_BRIEF_
Copy the records word for word, beginning with the line that contains "Locate dry grass" and continuing through the line that contains "Locate lawn mower and produce bounding boxes.", including both of those lines.

_DATA PROVIDED_
::::::::
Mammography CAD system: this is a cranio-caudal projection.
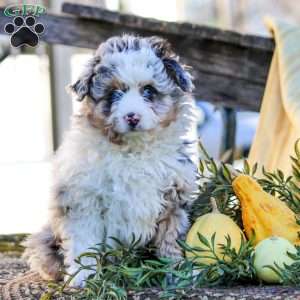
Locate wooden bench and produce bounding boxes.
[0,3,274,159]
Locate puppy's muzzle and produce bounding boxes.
::::::::
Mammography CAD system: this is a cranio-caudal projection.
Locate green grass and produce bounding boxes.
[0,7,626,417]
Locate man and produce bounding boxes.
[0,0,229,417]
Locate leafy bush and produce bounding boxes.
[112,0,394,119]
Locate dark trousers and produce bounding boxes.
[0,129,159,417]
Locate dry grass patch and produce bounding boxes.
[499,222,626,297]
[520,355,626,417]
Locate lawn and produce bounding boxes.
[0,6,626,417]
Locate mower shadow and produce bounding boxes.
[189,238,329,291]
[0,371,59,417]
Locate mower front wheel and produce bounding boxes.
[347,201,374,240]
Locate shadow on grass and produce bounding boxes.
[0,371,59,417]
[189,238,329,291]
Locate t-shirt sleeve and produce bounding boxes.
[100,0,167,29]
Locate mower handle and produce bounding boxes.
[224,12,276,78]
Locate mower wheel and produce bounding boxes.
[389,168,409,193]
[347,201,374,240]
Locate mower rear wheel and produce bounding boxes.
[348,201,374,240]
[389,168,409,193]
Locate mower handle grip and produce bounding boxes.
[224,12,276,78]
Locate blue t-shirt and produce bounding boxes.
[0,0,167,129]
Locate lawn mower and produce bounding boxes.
::::::::
_SOLUTION_
Locate dry grass patch and produce bounding boxes.
[499,222,626,297]
[520,355,626,417]
Locate lawn and produce bounding boxes.
[0,6,626,417]
Locate mower shadow and produce bounding boxes.
[189,238,329,291]
[0,371,59,417]
Locate mower front wheel and produce bounding boxes.
[347,201,374,240]
Locate shadow on grass and produce bounding boxes.
[0,371,59,417]
[189,238,329,291]
Locate t-shirt sleeve and produce bounding boxes.
[100,0,167,29]
Locate mower handle and produce bounding boxes.
[224,12,276,78]
Locate mower wheel and produce bounding boxes.
[389,168,409,193]
[347,201,374,240]
Locate mower rear wheel and produce bounding boxes.
[348,201,374,240]
[389,168,409,193]
Locate mower handle grip and produce bounding boxes.
[224,12,276,78]
Locate blue t-shirt and produce bounding boxes.
[0,0,167,129]
Locate lawn mower and produce bounding boxes.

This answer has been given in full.